▶ [Do this]: In the passage below about how dreams shrink with age, copy verbatim the portion running from "This is a question" up to and including "have diminished aspirations.".

▶ [Page text]:
* * *

This is a question I recently posed to a group of around 75 college freshmen. Some responded with noble goals, like bringing joy to audiences, educating middle school students, producing recordings by outstanding local artists. Others were quite practical, naming a particular job, stating modest income goals, or only half-jokingly expressing an interest in obtaining health insurance.
Follow-up question: If the same inquiry were posed to college seniors (3 years down the road), do you think their dreams would be bigger or smaller than yours? In a rare moment of unanimity, 100% of participants agreed that this group would have diminished aspirations.
There is no stasis when it comes to dreams. Over time, they either grow or shrink. For most people, it’s the latter.
All kids dream big. They want to be super famous, super meaningful, super powerful superheroes. (My 3 year old son, apparently, plans on becoming a violin playing astronaut who partners with dinosaurs and fights Darth Vader.) But as we mature, these grand fantasies are typically educated out of us. With age comes “wisdom” and a more “practical” perspective. We learn to fear failure and risk taking, instead setting sights on normal, logical objectives that can be fairly reasonably accomplished. Said another way, we lower expectations. (Wasn’t there a Saturday Night Live skit about this?)
Which is a shame. Because even if not every aspect of a vision is realized, big dreams herald big results. Say, for example, your goal is to run a 4-minute mile. True, it might not happen. But with that kind of valient aim, you might ultimately clock in at 4 ½ minutes. Not bad, to say the least. On the other hand, with a more modest goal of 6 or 8 or 15 minutes, you might just make it. (Or maybe you’ll be shy of this one too!) Either way, the result is far less impressive.

* * *

▶ [Material]:
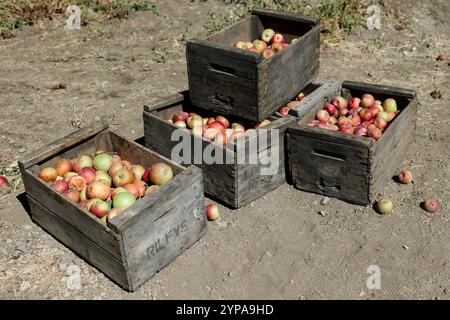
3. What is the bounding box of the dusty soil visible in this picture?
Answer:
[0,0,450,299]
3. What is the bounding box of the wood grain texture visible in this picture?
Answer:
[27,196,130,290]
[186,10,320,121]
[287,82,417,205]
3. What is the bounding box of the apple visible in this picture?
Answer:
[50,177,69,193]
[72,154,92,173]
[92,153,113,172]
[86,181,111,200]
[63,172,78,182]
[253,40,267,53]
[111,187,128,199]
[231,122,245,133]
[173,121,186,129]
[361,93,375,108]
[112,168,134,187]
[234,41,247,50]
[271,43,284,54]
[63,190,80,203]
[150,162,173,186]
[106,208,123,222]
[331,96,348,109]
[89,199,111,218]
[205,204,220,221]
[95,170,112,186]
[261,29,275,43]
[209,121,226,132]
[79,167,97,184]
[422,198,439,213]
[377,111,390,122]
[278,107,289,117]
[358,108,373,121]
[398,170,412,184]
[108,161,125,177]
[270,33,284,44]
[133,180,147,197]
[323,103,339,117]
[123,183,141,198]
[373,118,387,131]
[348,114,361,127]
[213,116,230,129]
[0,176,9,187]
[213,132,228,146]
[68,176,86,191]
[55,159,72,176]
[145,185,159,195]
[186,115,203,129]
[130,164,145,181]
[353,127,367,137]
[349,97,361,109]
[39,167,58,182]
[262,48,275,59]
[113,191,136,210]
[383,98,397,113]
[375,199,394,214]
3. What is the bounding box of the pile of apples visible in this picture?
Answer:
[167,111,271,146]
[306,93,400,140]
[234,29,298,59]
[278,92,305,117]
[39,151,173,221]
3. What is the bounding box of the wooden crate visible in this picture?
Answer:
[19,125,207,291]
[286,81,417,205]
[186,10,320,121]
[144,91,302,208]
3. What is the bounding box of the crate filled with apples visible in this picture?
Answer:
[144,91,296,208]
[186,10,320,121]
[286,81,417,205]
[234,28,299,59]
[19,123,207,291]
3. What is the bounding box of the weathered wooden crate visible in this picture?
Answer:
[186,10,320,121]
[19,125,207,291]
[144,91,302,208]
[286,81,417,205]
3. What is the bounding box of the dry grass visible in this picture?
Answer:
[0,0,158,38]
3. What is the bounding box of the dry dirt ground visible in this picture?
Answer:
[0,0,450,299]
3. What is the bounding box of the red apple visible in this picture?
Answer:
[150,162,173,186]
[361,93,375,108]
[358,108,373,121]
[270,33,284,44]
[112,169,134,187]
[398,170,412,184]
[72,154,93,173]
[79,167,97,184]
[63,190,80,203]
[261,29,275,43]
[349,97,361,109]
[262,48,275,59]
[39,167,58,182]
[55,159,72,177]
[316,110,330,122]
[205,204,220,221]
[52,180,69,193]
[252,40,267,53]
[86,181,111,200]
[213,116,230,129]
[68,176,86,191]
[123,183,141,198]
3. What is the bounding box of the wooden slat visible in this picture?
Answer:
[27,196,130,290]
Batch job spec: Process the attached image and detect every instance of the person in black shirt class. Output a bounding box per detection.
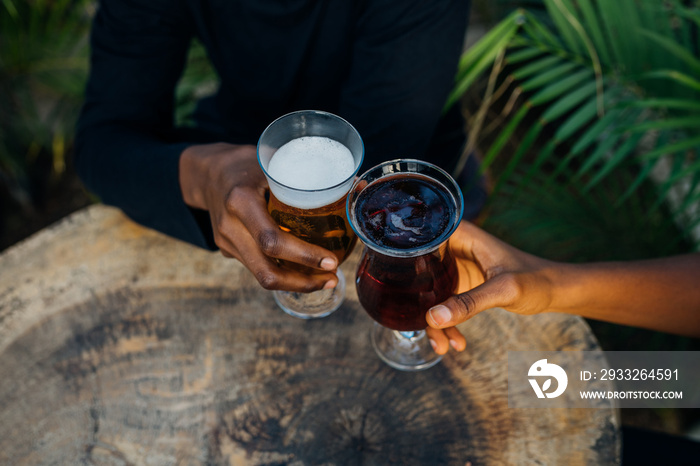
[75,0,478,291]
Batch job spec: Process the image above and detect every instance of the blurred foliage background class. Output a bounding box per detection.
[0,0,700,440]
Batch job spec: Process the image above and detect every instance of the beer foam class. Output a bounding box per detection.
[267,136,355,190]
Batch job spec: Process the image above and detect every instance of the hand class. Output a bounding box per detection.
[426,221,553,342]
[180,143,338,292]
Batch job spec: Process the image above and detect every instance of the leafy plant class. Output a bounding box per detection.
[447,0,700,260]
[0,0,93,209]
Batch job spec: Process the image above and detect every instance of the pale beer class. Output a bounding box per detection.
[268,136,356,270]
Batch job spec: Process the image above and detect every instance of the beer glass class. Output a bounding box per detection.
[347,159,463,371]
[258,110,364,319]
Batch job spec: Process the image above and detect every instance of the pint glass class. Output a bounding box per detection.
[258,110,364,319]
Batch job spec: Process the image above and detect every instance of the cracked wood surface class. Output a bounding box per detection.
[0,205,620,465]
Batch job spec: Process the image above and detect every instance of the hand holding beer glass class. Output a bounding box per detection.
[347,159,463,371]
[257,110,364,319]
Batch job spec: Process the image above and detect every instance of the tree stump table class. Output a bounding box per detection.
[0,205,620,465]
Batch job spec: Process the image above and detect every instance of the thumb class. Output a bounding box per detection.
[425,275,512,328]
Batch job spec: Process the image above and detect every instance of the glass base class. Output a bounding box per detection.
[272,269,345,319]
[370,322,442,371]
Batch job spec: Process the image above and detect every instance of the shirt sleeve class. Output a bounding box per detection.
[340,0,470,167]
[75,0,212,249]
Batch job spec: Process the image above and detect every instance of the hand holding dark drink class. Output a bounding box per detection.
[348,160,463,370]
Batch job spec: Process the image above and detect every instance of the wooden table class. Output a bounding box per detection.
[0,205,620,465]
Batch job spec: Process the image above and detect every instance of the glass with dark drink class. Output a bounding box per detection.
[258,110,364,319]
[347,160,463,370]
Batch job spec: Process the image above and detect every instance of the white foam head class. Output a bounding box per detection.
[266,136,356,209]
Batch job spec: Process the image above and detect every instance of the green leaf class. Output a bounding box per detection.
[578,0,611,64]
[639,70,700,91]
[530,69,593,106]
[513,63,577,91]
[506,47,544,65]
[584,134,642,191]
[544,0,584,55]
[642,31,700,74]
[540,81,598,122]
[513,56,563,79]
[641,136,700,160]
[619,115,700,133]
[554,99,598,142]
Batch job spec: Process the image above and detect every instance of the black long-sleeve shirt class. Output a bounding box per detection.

* * *

▶ [Result]:
This is a question I recently posed to a group of around 75 college freshmen. Some responded with noble goals, like bringing joy to audiences, educating middle school students, producing recordings by outstanding local artists. Others were quite practical, naming a particular job, stating modest income goals, or only half-jokingly expressing an interest in obtaining health insurance.
Follow-up question: If the same inquiry were posed to college seniors (3 years down the road), do you think their dreams would be bigger or smaller than yours? In a rare moment of unanimity, 100% of participants agreed that this group would have diminished aspirations.